--- Start of LISTING ---
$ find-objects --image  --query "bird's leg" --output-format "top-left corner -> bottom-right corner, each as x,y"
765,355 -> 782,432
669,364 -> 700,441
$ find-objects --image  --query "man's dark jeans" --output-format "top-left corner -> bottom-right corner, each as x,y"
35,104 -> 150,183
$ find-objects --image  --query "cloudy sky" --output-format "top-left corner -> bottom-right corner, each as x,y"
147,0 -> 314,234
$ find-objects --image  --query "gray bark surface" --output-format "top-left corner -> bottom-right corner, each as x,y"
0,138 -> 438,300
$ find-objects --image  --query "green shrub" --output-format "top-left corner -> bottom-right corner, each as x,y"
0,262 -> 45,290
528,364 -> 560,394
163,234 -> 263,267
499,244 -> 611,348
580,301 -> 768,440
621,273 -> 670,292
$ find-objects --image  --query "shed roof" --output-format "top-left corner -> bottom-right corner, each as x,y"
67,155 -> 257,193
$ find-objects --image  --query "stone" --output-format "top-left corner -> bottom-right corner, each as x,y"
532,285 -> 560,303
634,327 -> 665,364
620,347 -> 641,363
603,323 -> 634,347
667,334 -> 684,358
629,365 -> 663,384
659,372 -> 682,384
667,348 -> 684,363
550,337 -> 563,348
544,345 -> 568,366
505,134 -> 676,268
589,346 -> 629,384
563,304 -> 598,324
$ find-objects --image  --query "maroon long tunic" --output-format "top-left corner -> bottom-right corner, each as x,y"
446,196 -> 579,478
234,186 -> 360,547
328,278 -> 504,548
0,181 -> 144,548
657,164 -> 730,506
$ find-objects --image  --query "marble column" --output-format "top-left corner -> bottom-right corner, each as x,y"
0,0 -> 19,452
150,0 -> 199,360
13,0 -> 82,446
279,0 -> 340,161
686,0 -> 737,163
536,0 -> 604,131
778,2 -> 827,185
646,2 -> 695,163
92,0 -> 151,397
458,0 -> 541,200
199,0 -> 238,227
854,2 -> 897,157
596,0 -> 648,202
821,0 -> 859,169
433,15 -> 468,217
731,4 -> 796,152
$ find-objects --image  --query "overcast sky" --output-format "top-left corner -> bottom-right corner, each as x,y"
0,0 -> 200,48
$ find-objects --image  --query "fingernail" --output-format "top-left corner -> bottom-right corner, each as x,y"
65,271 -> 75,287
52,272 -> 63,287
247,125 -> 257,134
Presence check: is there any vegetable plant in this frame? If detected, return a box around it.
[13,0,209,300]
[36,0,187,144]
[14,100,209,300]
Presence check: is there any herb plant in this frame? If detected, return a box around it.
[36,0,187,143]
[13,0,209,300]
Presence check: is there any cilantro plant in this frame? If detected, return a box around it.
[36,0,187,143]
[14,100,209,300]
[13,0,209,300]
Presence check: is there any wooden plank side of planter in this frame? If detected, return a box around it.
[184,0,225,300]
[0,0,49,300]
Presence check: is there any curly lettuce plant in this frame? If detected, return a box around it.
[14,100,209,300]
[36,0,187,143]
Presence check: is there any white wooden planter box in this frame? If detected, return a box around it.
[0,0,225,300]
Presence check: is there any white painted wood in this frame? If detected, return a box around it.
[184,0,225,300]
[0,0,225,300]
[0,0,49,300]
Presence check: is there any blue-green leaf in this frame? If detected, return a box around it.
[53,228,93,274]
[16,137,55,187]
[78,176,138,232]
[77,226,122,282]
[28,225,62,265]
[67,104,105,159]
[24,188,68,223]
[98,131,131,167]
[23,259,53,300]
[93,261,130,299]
--- End of LISTING ---
● **INSTRUCTION**
Repeat the records above exactly.

● **REPLY TO THE TASK**
$ find-objects --image  --query "bird's leg" --output-format "top-left corner -> bottom-right corner, each as x,y"
765,355 -> 782,432
669,364 -> 700,441
$ find-objects --image  --query "man's dark jeans" --output-format "top-left corner -> bottom-right corner, each as x,y"
35,104 -> 150,183
$ find-objects --image  --query "cloudy sky" --output-format "top-left corner -> bottom-right corner, each as x,y"
147,0 -> 314,234
$ find-objects --image  --query "gray bark surface" --output-format "top-left corner -> bottom-right corner, each as x,y"
0,138 -> 438,300
$ find-objects --image  --query "green shrub" --output-format "top-left corner -> bottom-right corner, each as x,y"
0,262 -> 45,290
528,364 -> 560,394
163,234 -> 263,267
499,244 -> 611,348
580,301 -> 768,440
621,273 -> 670,292
$ find-objects --image  --query "shed roof" --output-format "top-left corner -> bottom-right corner, each as x,y"
67,155 -> 257,193
$ find-objects --image  --query "stone" --output-format "top-left corner -> bottom-right corner, each as x,y"
532,285 -> 560,303
634,327 -> 665,364
620,347 -> 641,363
603,323 -> 634,347
667,334 -> 684,358
629,365 -> 663,384
659,372 -> 682,384
667,348 -> 684,363
550,337 -> 563,348
544,345 -> 568,366
505,134 -> 676,268
589,346 -> 629,384
563,304 -> 598,324
$ find-objects --image  --query "maroon long tunic" --output-format "top-left corner -> bottom-right corner, each as x,y"
446,196 -> 579,478
234,186 -> 360,547
328,278 -> 504,548
0,181 -> 144,548
657,164 -> 730,506
$ find-objects --image  --query "marble column" --output-format "top-left corner -> bottom-right corner, each as x,y"
0,0 -> 19,452
150,0 -> 199,360
13,0 -> 82,446
279,0 -> 340,161
686,0 -> 737,163
536,0 -> 604,131
778,2 -> 827,185
646,2 -> 695,163
92,0 -> 151,397
458,0 -> 541,200
199,0 -> 238,227
854,2 -> 897,157
596,0 -> 648,202
821,0 -> 859,169
433,15 -> 468,217
731,4 -> 796,152
$ find-objects --image  --query "overcast sky" --output-format "top-left corner -> bottom-right corner, each as x,y"
0,0 -> 200,48
$ find-objects --image  --query "fingernail" --output-format "top-left corner -> bottom-right corner, each as x,y"
65,271 -> 75,287
52,272 -> 63,287
247,125 -> 257,134
Presence check: is there any vegetable plant in this frame? If detected, return a box around it.
[13,0,209,300]
[36,0,187,144]
[14,100,209,300]
Presence check: is there any herb plant in this frame? If detected, return a box around it.
[36,0,187,143]
[13,0,209,300]
Presence check: is there any cilantro plant in this frame? If detected, return a box around it.
[36,0,187,143]
[14,100,209,300]
[13,0,209,300]
Presence check: is there any wooden plank side of planter in this frame? If detected, return a box around it.
[184,0,225,300]
[0,0,49,300]
Presence check: is there any curly lettuce plant in this frame? If detected, return a box around it.
[14,100,209,300]
[36,0,187,143]
Presence check: is there any white wooden planter box in this frame? If detected, return a box around it.
[0,0,225,300]
Presence check: is there any white painted wood in this frame? If detected, return a box around it.
[184,0,225,300]
[0,0,225,300]
[0,0,49,300]
Presence check: is there any blue-green leaf in this frame? If detected, return a box around it.
[53,228,93,274]
[16,137,55,187]
[78,176,138,232]
[77,226,122,282]
[28,225,62,265]
[67,104,105,159]
[24,188,68,223]
[98,131,131,167]
[23,259,53,300]
[93,261,130,299]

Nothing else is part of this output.